» **Stated problem**: Pictures do not belong in the copy, so please give every entry below again exactly.
# START OF Input for this task
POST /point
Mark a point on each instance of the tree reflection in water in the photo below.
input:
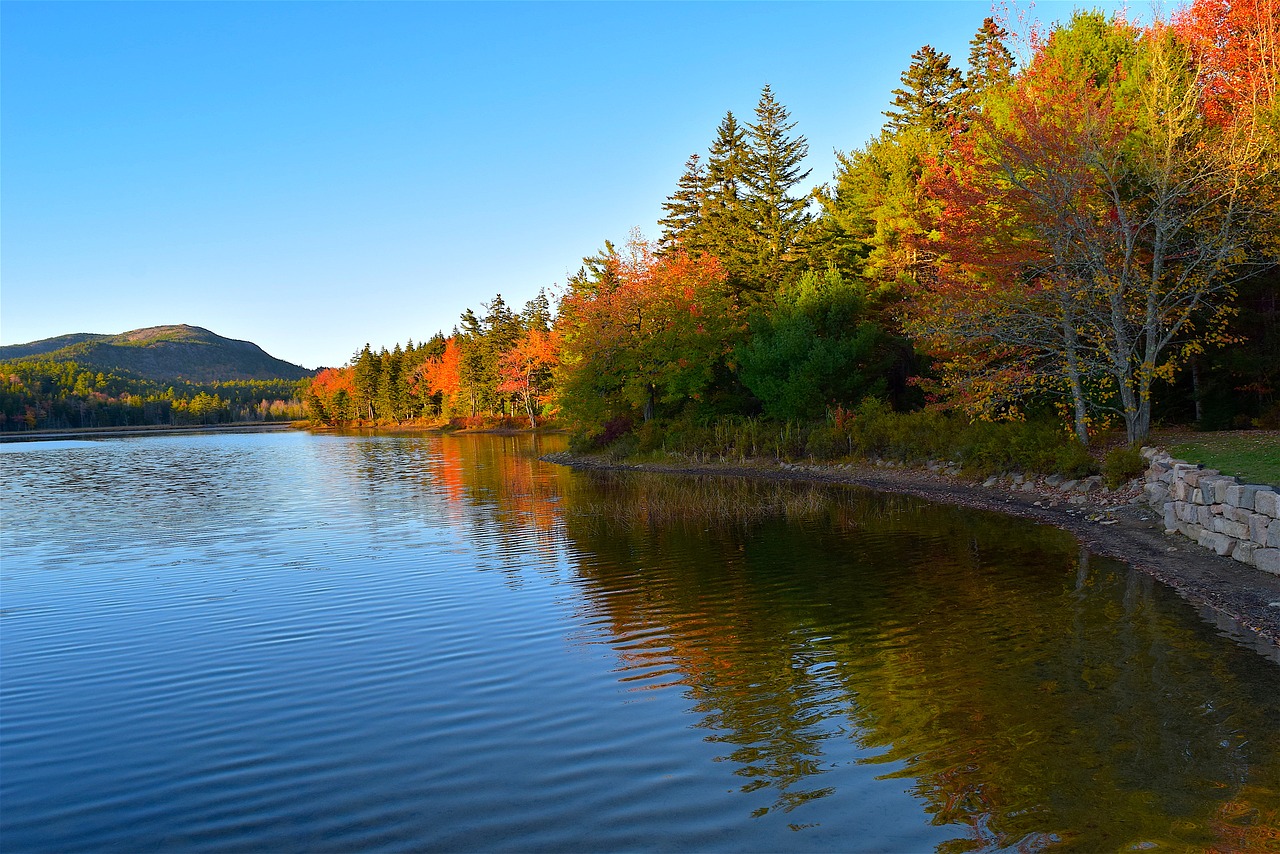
(1027, 693)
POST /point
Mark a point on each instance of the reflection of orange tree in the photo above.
(1023, 692)
(502, 474)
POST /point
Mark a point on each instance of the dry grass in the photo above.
(643, 499)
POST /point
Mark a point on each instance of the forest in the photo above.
(1077, 231)
(64, 394)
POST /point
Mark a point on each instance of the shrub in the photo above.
(827, 442)
(1121, 465)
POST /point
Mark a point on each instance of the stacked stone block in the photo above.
(1215, 510)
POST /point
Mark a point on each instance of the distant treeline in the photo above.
(1087, 238)
(62, 394)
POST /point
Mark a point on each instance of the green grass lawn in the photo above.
(1253, 457)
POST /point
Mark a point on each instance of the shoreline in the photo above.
(158, 429)
(1240, 601)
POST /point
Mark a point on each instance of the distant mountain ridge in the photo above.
(161, 354)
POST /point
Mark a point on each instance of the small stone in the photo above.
(1242, 496)
(1267, 560)
(1258, 525)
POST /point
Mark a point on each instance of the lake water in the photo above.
(291, 642)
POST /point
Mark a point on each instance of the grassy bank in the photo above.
(1253, 457)
(871, 433)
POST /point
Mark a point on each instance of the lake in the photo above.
(293, 642)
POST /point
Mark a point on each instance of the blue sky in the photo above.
(315, 176)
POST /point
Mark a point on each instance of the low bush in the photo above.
(827, 442)
(1121, 465)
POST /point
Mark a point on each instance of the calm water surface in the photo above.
(283, 642)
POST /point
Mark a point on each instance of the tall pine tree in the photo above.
(928, 95)
(773, 159)
(682, 224)
(726, 227)
(991, 63)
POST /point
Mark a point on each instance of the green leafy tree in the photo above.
(816, 348)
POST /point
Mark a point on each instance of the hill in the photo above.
(161, 354)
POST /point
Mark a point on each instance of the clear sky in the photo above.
(316, 176)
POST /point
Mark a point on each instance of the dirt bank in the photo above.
(1239, 599)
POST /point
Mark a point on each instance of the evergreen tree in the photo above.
(990, 62)
(727, 233)
(368, 370)
(928, 94)
(773, 159)
(684, 219)
(536, 314)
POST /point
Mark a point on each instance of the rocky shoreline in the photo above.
(1239, 599)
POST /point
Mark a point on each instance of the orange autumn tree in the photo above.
(525, 370)
(1093, 224)
(440, 375)
(644, 332)
(332, 397)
# END OF Input for this task
» **Written answer**:
POST /point
Mark a point on each instance of the tree reflection in water in the photo below.
input:
(1027, 693)
POST /point
Mark a point on each instance of the reflection of orange tree in the photo above.
(1023, 692)
(502, 474)
POST /point
Mark a point on each instance of the dry grass in the photo above.
(643, 499)
POST /point
Mark a point on each instance of the forest in the photo above.
(1077, 231)
(64, 394)
POST /point
Mark a point on each instance of the shrub in the photo above.
(827, 442)
(1121, 465)
POST /point
Mark a point on each instance of the stacked stone block in the photo above.
(1215, 510)
POST /point
Mark a point on each instance of the distant treeline in the photo above.
(1087, 238)
(62, 394)
POST /point
Mark a point on each instance of the green grass lawn in the photo above.
(1253, 457)
POST /point
Mark a point on each instance of the shoreline in the photo above.
(158, 429)
(1240, 601)
POST /point
Mark a point on each instance of the distant mountain ridge in the photo above.
(161, 354)
POST /point
Mark a point on each instance of the small stone in the photo above.
(1242, 496)
(1267, 560)
(1258, 525)
POST /point
Mark a point on each instance of the lake water in the photo above.
(291, 642)
POST /point
Mark a point on each instance of the grassy bank in the photo above.
(1253, 457)
(871, 433)
POST /point
Mark a point on each instance of the lake in the photo above.
(293, 642)
POST /point
Mark a point on each instance of the blue sky in the photo above.
(315, 176)
POST /point
Mark a point on each instance of the low bush in the photo above.
(827, 442)
(1121, 465)
POST /point
Mark a point on each instance of the calm water surface in the photo above.
(283, 642)
POST /point
Mark a point on each instance of the tall pine tree in the photo above.
(928, 95)
(773, 159)
(682, 224)
(726, 227)
(991, 63)
POST /point
Mark a point on each instance of the green leafy tree in the photo above.
(816, 348)
POST /point
Mark a point on each instance of the hill in the photo above.
(161, 354)
POST /point
Mark a point on each instance of the clear sky in the photo above.
(316, 176)
POST /point
Mark a point on each instance of the dirt bank in the photo above.
(1239, 599)
POST /point
Mark a point on each instance of the evergreen tree in the photo above.
(990, 62)
(727, 233)
(368, 370)
(928, 94)
(773, 159)
(684, 219)
(536, 314)
POST /point
Mark a point on each instance of the rocky shoreline in the photo above.
(1239, 599)
POST /point
Mark a point on each instance of the orange autumn tree in the photo above.
(525, 370)
(1093, 224)
(440, 375)
(644, 332)
(332, 397)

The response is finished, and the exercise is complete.